Add -23 to each x and y coordinate in the answers, and write out every line of the part of the records that opens with the line containing "point_to annotates the grassy" and runs through the end of the records, including the new values and leaving all other lines as they are.

○ ○ ○

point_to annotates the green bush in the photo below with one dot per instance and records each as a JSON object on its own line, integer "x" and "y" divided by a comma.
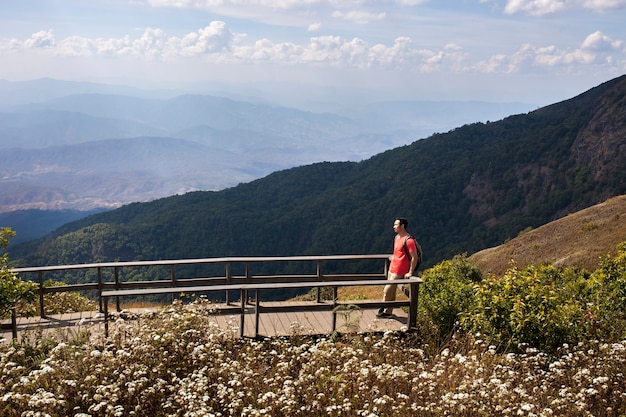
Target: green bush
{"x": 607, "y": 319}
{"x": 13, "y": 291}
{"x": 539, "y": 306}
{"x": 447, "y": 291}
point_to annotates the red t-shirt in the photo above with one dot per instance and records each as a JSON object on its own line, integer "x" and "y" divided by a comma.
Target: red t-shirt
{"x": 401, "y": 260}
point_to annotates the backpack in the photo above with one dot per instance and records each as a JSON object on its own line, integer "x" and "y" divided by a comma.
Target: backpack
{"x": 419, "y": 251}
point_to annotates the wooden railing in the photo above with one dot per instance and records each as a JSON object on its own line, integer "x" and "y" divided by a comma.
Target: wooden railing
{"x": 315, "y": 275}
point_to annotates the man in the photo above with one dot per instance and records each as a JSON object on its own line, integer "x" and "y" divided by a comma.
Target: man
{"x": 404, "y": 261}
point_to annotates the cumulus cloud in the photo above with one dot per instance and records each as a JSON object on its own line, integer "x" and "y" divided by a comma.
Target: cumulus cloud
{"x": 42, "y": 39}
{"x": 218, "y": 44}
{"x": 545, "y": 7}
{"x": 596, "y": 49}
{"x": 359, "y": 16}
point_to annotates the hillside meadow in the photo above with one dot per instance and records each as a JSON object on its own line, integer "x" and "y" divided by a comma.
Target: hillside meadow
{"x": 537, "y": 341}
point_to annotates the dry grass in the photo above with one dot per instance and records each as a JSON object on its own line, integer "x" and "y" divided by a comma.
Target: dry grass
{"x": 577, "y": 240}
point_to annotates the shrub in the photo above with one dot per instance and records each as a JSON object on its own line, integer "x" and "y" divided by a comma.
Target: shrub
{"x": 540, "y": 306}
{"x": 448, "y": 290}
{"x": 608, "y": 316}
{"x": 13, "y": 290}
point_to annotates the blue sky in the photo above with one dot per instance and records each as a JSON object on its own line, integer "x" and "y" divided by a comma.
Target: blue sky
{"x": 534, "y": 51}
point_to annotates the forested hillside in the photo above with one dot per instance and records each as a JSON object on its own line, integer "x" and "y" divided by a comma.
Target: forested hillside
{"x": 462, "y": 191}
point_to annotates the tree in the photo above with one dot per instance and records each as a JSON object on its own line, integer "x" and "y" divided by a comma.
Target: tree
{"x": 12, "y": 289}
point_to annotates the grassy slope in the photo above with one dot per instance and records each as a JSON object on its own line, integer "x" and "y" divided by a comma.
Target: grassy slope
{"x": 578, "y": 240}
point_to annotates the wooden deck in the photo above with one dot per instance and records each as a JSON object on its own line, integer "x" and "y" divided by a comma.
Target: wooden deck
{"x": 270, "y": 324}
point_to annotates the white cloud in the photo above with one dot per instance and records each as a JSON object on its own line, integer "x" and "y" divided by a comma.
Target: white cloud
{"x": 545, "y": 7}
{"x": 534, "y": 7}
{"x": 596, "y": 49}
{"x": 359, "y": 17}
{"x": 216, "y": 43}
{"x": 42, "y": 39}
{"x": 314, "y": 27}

○ ○ ○

■ **WRITTEN ANSWER**
point_to annotates the grassy slope in the photo above with one dot per instance and records each as a JSON object on its own line, integer "x" and "y" divided by a comma.
Target: grassy slope
{"x": 555, "y": 217}
point_to annotates the wooden deck in the photo above with one dot per instance and records each as a JSON object on its own line, integer "x" and "y" divided by a comma.
Target: wooden deck
{"x": 247, "y": 301}
point_to annotates the white cloud in the photo above with one dot per instance and records each as a JSON object on its own line, integer "x" and "y" divided by a comma.
Target: white cloud
{"x": 522, "y": -16}
{"x": 511, "y": -16}
{"x": 573, "y": 26}
{"x": 336, "y": -6}
{"x": 193, "y": 20}
{"x": 19, "y": 16}
{"x": 291, "y": 4}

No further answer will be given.